Every record below should be printed exactly as given.

━━ DATA SHOWN ━━

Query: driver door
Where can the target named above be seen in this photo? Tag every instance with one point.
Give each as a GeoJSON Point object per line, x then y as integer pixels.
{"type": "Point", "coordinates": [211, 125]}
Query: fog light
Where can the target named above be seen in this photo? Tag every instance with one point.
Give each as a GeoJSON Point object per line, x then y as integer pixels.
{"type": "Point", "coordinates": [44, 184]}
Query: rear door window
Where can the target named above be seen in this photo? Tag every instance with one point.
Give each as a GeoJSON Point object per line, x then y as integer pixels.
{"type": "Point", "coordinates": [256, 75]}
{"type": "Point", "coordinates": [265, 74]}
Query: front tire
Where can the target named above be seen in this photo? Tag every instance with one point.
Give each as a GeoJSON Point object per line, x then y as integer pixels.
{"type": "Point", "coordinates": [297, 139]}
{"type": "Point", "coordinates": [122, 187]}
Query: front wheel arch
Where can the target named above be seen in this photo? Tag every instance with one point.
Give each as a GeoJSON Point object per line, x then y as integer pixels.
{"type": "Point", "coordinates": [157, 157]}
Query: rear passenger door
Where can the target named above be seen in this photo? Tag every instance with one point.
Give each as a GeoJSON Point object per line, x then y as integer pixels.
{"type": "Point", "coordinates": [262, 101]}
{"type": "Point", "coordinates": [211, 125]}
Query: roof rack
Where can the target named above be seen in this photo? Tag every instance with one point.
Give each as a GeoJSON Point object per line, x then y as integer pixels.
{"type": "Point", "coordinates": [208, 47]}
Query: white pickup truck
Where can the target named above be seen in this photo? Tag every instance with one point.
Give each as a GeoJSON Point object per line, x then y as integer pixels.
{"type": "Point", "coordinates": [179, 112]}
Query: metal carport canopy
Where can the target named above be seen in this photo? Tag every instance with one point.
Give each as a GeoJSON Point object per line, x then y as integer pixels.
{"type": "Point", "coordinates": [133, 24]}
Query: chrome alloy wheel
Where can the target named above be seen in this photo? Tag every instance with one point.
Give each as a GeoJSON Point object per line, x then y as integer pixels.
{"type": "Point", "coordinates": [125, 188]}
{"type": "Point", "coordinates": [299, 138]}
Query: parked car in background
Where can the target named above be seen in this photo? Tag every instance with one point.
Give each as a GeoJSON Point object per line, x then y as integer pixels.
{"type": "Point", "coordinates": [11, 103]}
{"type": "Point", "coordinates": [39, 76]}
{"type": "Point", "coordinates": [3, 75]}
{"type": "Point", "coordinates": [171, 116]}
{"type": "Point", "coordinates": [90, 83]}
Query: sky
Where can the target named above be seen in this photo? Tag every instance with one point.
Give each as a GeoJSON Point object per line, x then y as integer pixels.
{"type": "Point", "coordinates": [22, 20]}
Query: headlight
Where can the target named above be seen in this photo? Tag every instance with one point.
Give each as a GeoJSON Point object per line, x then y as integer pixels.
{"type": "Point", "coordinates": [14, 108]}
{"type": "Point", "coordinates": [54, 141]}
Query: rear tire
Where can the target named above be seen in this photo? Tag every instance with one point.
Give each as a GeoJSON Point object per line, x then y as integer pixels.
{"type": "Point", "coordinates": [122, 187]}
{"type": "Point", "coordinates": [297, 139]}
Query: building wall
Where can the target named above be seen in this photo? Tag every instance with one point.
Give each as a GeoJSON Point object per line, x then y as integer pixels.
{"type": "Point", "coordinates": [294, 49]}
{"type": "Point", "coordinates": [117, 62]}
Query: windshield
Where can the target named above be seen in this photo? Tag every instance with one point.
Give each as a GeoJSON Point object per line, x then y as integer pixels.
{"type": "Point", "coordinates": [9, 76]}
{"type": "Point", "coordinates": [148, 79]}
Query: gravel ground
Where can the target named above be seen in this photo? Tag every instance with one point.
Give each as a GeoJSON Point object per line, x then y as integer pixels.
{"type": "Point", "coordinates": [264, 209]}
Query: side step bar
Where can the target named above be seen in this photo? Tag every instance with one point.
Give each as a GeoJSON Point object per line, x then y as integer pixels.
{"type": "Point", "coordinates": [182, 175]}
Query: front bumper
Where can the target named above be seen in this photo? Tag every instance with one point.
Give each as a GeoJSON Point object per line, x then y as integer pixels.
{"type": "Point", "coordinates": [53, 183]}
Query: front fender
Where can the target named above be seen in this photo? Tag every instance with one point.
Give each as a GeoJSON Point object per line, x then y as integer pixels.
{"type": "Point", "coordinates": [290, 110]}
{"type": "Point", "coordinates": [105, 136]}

━━━

COMPLETE RESPONSE
Query: driver door
Where can the target named above be seen in this photo? Tag every instance with one point.
Give each as a GeoJSON Point object per line, x then y as integer pixels.
{"type": "Point", "coordinates": [211, 125]}
Query: fog light
Where can the target named above be seen in this photo? Tag every instance with one point.
Give each as a GeoJSON Point object per line, x then y as integer pixels.
{"type": "Point", "coordinates": [44, 184]}
Query: rear door window
Where can the target named above be seen in this photo? Tag every instance with one point.
Give each as a GeoJSON Point object per line, x then y as integer pixels.
{"type": "Point", "coordinates": [256, 75]}
{"type": "Point", "coordinates": [265, 74]}
Query: front tire
Where can the target named above be seen in this photo? Tag every instance with one point.
Give each as a GeoJSON Point object per line, x then y as integer pixels.
{"type": "Point", "coordinates": [297, 139]}
{"type": "Point", "coordinates": [122, 187]}
Query: front wheel arch
Where can the target named above be seen in this photo? Tag every instance with one point.
Give each as a GeoJSON Point object per line, x then y as integer pixels.
{"type": "Point", "coordinates": [157, 157]}
Query: rear passenger door
Where can the target named above be seen in this photo? Tag every instance with one point.
Give each as a GeoJSON Point object per line, x then y as integer pixels.
{"type": "Point", "coordinates": [262, 101]}
{"type": "Point", "coordinates": [211, 125]}
Query: roof rack
Where can the target named above be seen in this photo? Tag every instance with one point.
Give each as a GeoJSON Point object per line, x then y as integer pixels.
{"type": "Point", "coordinates": [208, 47]}
Query: white pickup truck
Where can the target named above be seen in this photo? Tag every instance with one point.
Give each as a GeoJSON Point object per line, x then y as integer pixels.
{"type": "Point", "coordinates": [179, 112]}
Query: metal carport canopy
Where can the target named above be seen in this photo? Tag every instance with one point.
Give each as a GeoJSON Point object per line, x then y as integer pixels.
{"type": "Point", "coordinates": [133, 24]}
Query: chrome alloy wheel
Where can the target named above be seen in this photo? Tag every instance with one point.
Give each as a GeoJSON Point object per line, x then y as integer pixels.
{"type": "Point", "coordinates": [125, 188]}
{"type": "Point", "coordinates": [299, 138]}
Query: parked car in background
Where can the target named above be seen in this photo? Tag every instance with one point.
Give each as a GeoJSON Point object per line, x then y as integer pixels.
{"type": "Point", "coordinates": [11, 103]}
{"type": "Point", "coordinates": [39, 76]}
{"type": "Point", "coordinates": [3, 75]}
{"type": "Point", "coordinates": [171, 116]}
{"type": "Point", "coordinates": [90, 83]}
Query: sky
Where can the target named above be seen in this photo? Tag every instance with one point.
Give each as a GeoJSON Point object per line, x then y as integer pixels.
{"type": "Point", "coordinates": [22, 20]}
Query: headlight
Where can the target named above be seen in this photo? Tag every instance with one point.
Give each as a GeoJSON Point object per line, x then y as integer pixels.
{"type": "Point", "coordinates": [14, 108]}
{"type": "Point", "coordinates": [54, 141]}
Query: rear tire
Where can the target named above be seen in this photo? Tag every instance with one point.
Give each as a GeoJSON Point object per line, x then y as integer pixels.
{"type": "Point", "coordinates": [122, 187]}
{"type": "Point", "coordinates": [297, 139]}
Query: building wall
Where can the target named above be seen in this photo? Tag every instance with one point.
Give each as a GeoJSON Point object per line, x then y as integer pixels.
{"type": "Point", "coordinates": [294, 49]}
{"type": "Point", "coordinates": [117, 62]}
Query: windshield
Where can the target named above be seen in this photo? Tag every instance with one point.
Give each as a GeoJSON Point object per line, x then y as integer pixels.
{"type": "Point", "coordinates": [9, 76]}
{"type": "Point", "coordinates": [148, 79]}
Query: gravel ground
Where can the target named above be seen in this photo? Tag every instance with one point.
Give each as a GeoJSON Point object per line, x then y as integer pixels.
{"type": "Point", "coordinates": [264, 209]}
Query: side step bar
Where can the target named above be seen in this photo? Tag every instance with one point.
Give each as a GeoJSON Point object per line, x then y as integer pixels.
{"type": "Point", "coordinates": [182, 175]}
Query: front bumper
Where can the target named above be seen in this photo? Tag every instance with one point.
Give each as a GeoJSON Point object per line, x then y as integer pixels.
{"type": "Point", "coordinates": [53, 183]}
Query: front fender
Where can the target named above be seen in this photo? Tag every instance with one point.
Give each as a GeoJSON Point object per line, x then y as integer pixels.
{"type": "Point", "coordinates": [290, 110]}
{"type": "Point", "coordinates": [105, 136]}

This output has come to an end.